- **Problem**
Starting with the first line and going on through the line that contains "positive clicks: (435, 588)", copy these lines word for word, including both ends.

- **Records for processing**

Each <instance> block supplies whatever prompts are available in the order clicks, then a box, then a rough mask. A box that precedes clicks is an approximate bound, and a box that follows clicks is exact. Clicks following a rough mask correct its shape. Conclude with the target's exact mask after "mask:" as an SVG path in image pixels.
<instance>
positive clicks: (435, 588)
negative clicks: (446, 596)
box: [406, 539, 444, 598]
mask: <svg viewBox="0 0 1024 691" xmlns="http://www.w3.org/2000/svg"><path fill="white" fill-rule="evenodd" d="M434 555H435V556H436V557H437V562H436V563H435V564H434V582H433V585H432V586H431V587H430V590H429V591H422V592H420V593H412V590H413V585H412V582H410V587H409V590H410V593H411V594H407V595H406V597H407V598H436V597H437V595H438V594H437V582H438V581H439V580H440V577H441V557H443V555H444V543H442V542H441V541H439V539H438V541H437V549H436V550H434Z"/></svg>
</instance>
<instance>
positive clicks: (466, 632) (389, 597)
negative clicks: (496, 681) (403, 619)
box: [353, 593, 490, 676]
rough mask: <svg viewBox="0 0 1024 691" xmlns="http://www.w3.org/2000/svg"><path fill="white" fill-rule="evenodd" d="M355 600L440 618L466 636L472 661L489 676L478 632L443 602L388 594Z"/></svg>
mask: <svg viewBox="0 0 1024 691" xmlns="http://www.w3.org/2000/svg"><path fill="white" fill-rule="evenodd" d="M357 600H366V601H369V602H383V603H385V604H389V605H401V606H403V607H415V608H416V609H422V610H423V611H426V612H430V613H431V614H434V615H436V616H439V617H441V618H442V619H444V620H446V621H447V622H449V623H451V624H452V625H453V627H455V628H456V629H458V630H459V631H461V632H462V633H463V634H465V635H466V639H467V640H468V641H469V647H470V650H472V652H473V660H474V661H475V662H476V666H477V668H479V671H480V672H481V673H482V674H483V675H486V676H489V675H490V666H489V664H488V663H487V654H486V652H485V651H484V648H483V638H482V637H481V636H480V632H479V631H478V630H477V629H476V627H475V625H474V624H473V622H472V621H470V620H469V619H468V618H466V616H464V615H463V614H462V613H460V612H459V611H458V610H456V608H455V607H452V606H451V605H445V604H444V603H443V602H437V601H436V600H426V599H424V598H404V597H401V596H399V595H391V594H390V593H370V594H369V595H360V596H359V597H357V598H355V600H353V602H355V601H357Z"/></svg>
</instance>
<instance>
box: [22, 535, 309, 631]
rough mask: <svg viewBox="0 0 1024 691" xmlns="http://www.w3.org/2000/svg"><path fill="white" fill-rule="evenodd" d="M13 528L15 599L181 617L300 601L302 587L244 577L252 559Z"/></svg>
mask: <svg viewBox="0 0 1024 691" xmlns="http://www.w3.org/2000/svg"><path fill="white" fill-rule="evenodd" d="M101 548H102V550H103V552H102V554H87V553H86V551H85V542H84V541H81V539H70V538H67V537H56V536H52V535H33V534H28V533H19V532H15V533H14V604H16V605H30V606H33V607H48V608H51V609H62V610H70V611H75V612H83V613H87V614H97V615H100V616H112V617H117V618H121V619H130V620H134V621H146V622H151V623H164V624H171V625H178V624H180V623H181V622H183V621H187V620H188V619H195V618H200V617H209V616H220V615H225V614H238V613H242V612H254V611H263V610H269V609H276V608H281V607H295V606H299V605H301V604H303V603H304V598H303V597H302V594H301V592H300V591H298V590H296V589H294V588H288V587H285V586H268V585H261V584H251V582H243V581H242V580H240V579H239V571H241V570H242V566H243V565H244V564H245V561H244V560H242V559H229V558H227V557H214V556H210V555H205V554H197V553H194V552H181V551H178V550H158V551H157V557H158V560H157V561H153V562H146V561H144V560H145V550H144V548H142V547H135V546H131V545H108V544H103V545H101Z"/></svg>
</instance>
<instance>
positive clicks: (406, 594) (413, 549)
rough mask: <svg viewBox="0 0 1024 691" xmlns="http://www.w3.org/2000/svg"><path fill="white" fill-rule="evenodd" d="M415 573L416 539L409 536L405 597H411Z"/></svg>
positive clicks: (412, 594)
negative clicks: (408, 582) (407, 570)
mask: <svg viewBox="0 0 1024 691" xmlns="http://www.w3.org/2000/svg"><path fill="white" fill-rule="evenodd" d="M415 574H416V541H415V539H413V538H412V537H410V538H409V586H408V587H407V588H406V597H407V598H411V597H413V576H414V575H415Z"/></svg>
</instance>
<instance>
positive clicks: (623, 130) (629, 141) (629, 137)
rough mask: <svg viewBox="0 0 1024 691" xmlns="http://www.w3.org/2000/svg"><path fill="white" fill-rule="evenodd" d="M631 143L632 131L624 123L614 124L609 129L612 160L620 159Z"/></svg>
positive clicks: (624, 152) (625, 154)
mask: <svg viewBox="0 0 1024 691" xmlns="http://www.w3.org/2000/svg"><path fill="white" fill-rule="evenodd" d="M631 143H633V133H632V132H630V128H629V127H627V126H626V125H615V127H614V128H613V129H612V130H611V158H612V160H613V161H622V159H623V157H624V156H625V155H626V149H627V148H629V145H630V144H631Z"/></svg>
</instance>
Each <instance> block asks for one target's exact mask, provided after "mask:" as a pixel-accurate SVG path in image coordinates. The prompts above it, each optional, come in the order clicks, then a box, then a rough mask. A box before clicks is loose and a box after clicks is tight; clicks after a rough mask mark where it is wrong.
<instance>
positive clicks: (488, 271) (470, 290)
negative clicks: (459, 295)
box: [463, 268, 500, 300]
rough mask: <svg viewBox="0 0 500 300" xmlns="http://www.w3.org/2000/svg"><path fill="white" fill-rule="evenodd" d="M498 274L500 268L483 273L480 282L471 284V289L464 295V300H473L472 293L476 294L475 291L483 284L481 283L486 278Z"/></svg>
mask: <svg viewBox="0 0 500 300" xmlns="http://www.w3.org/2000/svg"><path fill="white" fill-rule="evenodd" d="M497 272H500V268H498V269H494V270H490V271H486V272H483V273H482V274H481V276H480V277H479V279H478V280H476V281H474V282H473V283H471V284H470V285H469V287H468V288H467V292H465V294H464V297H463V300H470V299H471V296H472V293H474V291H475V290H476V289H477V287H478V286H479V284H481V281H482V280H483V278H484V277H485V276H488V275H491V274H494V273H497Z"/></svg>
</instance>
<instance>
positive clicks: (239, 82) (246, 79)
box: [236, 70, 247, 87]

- **Solution for this task**
Each <instance> block supplies whatever prompts are available in the order clicks, then a box, then a rough mask. A box that precedes clicks is an approximate bound, and a box that follows clicks is exact. Clicks following a rough mask correct its shape. Conclude with the target's exact mask after "mask:" as an SVG path in image pixels.
<instance>
positive clicks: (435, 588)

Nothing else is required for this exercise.